#### À FAIRE
Modifiez l'extrait sur la détention administrative dans tout le passage allant de «La détention administrative» jusqu'à «d’opinion et d’information.», en y remplaçant «renvoi» par «expulsion».

#### EXTRAIT À LIRE

□ □ □ □ □ □ □

Celui qui, depuis la Suisse, instigue ou assiste à une infraction commise à l’étranger échappe à la compétence territoriale des autorités pénales suisses. Toutefois, s’il y a tentative d’instiguer à commettre un crime (art. 24 al. 2 CP), la tentative d’instigation en Suisse constitue une circonstance de rattachement propre pour déterminer le lieu de commission et fonder la compétence territoriale suisse.

Toute personne détenue administrativement en vue de son renvoi doit pouvoir accéder à Internet

La détention administrative sert à assurer l’exécution de la procédure de renvoi. Cela implique que le régime d’exécution est allégé par rapport à celui de la détention provisoire ou de l’exécution des peines privatives de liberté. Dans ce cadre, des restrictions aux droits fondamentaux ne sont admissibles que pour des motifs liés à la sécurité ou au bon fonctionnement de l’établissement carcéral. Il s’ensuit qu’un enfermement de 18 heures par jour en cellule n’est pas conforme au but et au sens de la détention en vue du renvoi et viole le droit à la liberté personnelle. Il ne se justifie pas non plus d’interdire de manière générale l’accès à Internet. Une telle interdiction constitue en effet une restriction disproportionnée aux libertés d’opinion et d’information.

□ □ □ □ □ □ □

#### DONNÉES FOURNIES
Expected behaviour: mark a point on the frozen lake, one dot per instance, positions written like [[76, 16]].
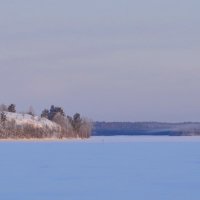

□ □ □ □ □ □ □

#### RÉPONSE ATTENDUE
La détention administrative sert à assurer l’exécution de la procédure de expulsion. Cela implique que le régime d’exécution est allégé par rapport à celui de la détention provisoire ou de l’exécution des peines privatives de liberté. Dans ce cadre, des restrictions aux droits fondamentaux ne sont admissibles que pour des motifs liés à la sécurité ou au bon fonctionnement de l’établissement carcéral. Il s’ensuit qu’un enfermement de 18 heures par jour en cellule n’est pas conforme au but et au sens de la détention en vue du expulsion et viole le droit à la liberté personnelle. Il ne se justifie pas non plus d’interdire de manière générale l’accès à Internet. Une telle interdiction constitue en effet une restriction disproportionnée aux libertés d’opinion et d’information.